◆ Problem statement: Copy only the lines from the one containing "Reviewer note: confirm one keypoint per instance of the utility" through the final line of the records below, exactly as written, with no pictures.

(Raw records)
****************************************

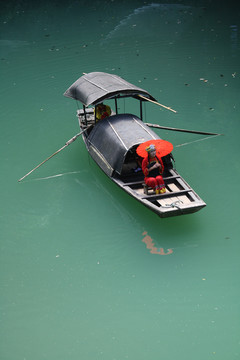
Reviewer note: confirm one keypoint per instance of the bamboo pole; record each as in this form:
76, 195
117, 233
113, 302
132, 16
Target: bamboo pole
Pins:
181, 130
157, 103
56, 152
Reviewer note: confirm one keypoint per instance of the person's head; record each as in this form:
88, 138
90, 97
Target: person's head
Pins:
151, 150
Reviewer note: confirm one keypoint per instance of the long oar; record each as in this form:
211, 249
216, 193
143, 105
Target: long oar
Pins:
155, 102
182, 130
58, 151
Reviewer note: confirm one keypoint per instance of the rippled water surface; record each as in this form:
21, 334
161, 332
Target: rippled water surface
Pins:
78, 279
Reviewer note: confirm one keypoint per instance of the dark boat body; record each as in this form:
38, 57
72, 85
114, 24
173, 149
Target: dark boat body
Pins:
112, 143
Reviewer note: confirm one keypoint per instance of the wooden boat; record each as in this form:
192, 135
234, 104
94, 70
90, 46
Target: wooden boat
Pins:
112, 143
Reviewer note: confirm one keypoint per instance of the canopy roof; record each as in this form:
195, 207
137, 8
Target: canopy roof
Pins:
114, 136
95, 87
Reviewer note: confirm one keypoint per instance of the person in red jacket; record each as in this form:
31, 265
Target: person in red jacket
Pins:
152, 167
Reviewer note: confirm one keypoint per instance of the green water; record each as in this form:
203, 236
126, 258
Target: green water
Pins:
77, 280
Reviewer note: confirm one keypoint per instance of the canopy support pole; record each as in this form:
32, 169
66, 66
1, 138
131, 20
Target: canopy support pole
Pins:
155, 102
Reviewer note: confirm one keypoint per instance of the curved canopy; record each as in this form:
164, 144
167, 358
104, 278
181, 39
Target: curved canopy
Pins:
114, 136
95, 87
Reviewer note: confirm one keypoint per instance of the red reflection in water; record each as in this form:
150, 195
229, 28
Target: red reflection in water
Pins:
151, 246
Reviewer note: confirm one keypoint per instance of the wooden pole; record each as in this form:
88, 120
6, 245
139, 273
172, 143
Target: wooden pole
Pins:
157, 103
182, 130
56, 152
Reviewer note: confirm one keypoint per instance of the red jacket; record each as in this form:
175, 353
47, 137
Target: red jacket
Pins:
146, 164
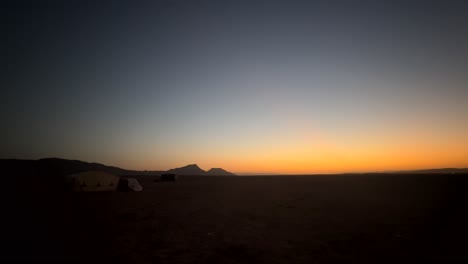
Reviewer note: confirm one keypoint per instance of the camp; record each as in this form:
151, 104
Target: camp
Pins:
93, 181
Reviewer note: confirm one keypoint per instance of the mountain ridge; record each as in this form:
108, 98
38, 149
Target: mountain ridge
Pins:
59, 166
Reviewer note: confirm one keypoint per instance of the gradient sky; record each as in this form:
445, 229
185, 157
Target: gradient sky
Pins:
249, 86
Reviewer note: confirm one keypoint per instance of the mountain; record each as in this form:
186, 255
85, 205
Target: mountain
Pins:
57, 167
191, 169
219, 172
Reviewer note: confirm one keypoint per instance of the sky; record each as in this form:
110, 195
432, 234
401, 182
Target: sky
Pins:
250, 86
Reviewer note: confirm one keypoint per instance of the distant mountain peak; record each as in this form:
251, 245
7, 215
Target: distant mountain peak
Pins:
193, 169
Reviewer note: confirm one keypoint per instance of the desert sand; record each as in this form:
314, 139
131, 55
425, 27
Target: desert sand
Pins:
254, 219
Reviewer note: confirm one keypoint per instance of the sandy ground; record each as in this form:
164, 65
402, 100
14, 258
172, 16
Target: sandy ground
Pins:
264, 219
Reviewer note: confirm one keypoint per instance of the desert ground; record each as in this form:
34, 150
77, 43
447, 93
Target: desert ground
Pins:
381, 218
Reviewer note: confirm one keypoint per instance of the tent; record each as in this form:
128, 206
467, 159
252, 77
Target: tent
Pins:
93, 181
129, 185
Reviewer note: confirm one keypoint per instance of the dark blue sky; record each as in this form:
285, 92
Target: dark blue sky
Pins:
241, 84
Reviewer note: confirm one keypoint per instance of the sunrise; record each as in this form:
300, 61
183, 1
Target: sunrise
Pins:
206, 131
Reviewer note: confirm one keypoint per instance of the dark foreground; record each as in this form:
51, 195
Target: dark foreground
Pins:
278, 219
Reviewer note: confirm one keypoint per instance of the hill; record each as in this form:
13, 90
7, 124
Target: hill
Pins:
191, 169
56, 167
219, 172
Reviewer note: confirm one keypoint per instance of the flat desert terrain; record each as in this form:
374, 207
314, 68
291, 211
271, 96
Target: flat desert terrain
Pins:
256, 219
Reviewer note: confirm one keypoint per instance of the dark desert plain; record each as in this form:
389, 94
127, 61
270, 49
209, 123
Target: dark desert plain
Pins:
329, 131
345, 218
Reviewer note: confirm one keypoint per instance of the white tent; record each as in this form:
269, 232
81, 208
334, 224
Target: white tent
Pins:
93, 181
134, 185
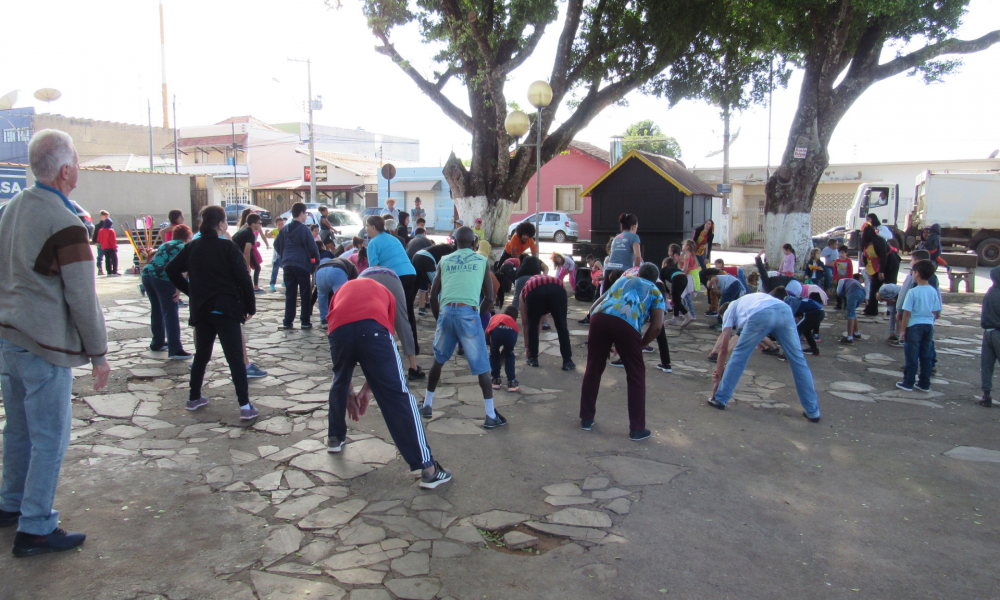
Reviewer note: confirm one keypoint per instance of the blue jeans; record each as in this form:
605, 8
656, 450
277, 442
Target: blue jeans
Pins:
274, 268
163, 318
461, 324
779, 321
36, 397
854, 300
919, 350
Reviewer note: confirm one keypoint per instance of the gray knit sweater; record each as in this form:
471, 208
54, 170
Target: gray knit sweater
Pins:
48, 298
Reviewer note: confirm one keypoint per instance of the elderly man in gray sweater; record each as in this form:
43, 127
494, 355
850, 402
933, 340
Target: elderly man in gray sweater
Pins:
50, 322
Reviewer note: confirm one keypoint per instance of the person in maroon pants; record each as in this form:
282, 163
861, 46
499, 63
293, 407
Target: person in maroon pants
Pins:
617, 319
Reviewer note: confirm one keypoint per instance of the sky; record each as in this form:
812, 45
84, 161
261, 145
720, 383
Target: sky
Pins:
230, 57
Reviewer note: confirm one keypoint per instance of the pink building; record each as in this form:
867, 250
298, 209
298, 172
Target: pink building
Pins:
563, 180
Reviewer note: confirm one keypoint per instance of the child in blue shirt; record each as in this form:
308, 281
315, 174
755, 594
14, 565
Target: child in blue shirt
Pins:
920, 307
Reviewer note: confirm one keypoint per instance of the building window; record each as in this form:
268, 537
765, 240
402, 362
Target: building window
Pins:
522, 204
568, 199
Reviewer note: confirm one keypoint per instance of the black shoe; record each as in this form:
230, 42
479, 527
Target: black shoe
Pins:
26, 544
491, 423
440, 476
8, 518
638, 436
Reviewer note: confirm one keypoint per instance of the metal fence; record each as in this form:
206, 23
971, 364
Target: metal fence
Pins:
828, 212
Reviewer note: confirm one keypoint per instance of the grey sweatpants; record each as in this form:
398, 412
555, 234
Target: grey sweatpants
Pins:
990, 354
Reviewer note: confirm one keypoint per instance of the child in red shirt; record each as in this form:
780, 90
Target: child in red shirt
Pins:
108, 241
843, 268
501, 335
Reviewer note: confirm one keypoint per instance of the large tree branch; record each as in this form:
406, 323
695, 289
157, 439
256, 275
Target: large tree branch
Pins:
918, 57
433, 92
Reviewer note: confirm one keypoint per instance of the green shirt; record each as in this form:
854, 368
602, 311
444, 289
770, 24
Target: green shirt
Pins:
462, 274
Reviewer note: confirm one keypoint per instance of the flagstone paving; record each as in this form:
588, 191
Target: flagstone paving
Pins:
261, 510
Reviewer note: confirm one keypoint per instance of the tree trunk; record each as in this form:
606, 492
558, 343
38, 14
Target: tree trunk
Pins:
495, 218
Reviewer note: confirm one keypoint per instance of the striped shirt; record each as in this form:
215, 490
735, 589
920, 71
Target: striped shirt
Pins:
537, 280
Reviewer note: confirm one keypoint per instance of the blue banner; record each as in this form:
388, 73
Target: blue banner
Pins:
12, 181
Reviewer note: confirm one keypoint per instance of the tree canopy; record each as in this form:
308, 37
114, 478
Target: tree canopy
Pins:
647, 136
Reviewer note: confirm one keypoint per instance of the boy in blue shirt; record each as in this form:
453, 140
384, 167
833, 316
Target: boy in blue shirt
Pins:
920, 307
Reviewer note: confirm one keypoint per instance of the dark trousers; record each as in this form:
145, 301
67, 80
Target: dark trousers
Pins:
606, 331
871, 309
677, 284
231, 337
919, 351
371, 345
502, 342
410, 290
111, 261
547, 298
297, 284
163, 318
809, 327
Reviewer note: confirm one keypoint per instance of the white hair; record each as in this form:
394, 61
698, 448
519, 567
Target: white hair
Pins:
49, 151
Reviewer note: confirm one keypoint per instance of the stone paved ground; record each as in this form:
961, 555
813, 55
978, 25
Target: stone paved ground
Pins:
892, 496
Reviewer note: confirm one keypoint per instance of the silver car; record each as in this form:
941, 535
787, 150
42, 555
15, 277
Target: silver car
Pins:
556, 226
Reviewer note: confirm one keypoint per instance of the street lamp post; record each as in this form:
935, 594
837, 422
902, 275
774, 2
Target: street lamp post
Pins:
517, 124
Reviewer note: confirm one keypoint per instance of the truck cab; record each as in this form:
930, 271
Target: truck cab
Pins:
881, 198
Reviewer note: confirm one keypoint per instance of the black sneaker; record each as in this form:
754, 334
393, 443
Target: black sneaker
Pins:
638, 436
26, 544
491, 423
440, 476
9, 518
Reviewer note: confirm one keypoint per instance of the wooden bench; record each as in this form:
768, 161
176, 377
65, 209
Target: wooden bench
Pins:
961, 267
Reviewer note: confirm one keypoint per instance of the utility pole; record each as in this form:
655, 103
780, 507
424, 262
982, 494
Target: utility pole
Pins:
149, 110
312, 136
176, 166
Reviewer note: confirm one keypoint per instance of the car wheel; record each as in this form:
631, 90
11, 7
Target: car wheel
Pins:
989, 252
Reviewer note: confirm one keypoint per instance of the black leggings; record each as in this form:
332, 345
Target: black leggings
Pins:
410, 289
547, 298
677, 285
231, 337
111, 261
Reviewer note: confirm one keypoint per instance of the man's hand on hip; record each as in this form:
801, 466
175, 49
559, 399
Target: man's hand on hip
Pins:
101, 374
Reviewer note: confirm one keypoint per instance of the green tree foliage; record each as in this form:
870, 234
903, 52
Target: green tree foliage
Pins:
646, 136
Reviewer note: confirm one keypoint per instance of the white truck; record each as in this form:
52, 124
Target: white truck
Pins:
966, 204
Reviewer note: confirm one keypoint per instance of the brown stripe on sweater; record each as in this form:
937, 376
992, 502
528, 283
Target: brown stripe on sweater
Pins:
63, 247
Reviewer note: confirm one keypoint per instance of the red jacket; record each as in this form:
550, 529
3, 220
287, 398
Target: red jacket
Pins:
107, 239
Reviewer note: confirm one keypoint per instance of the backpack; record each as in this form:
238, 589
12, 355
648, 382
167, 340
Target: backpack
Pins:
585, 290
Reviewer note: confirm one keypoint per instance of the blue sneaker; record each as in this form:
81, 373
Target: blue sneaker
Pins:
196, 404
253, 371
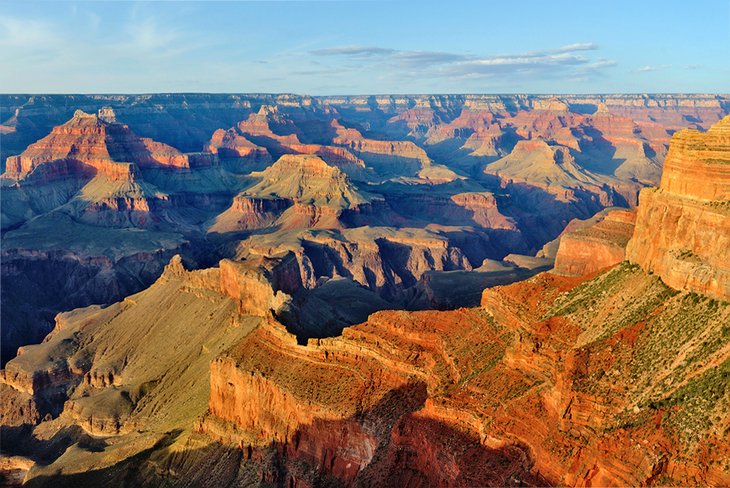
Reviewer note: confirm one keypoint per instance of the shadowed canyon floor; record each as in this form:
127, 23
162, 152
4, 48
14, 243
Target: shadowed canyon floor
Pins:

****************************************

◆ The reply:
Reviewer note: confirm one keypoint per instance of the utility pole; record each as in this form:
655, 103
780, 507
424, 262
982, 494
Target: utility pole
Pins:
149, 110
312, 136
176, 166
Reviewer note: confirm one keypoint per instance of the car wheel; record each as in this form:
631, 90
11, 7
Target: car wheel
Pins:
989, 252
Reviewer note: confirm one keypoint per instance of the black leggings; record each as in this form:
332, 345
Target: black leggings
Pins:
410, 289
547, 298
677, 285
231, 337
111, 261
Reviewer note: confirm one keypoint per instance of the man's hand on hip; record each as in this form:
801, 466
175, 49
559, 399
Target: man's hand on hip
Pins:
101, 374
Reviewer note: confirm one keypoint per instance of the green tree foliage; record each as in this form:
870, 234
903, 52
Target: green tree foliage
Pins:
646, 136
Reviewer note: confirm one keypoint per instance of the white truck; record each as in this form:
52, 124
Target: white truck
Pins:
966, 204
Reviewer note: confirm one keypoint per instance of the brown stripe on sweater; record each as in this form:
937, 376
992, 502
528, 283
Target: brown stripe on sweater
Pins:
63, 247
Reviewer note: confirm one keypoint per instance of the red jacket; record each as in this form:
550, 529
3, 220
287, 398
Target: red jacket
Pins:
107, 239
Reviewer note: confirm one keypoint per instance of the backpack; record each as in this form:
238, 589
12, 355
648, 382
167, 340
Target: backpack
Pins:
585, 290
Reviewer note: confirm one keypoint per instance of the blue sneaker; record each as in this form:
81, 373
Target: blue sneaker
Pins:
196, 404
253, 371
Reviewer note: confirm one keypoint per instance of the shadowed canyon floor; record each as in this form:
127, 23
162, 152
4, 48
14, 243
Target: shadowed canyon floor
Pins:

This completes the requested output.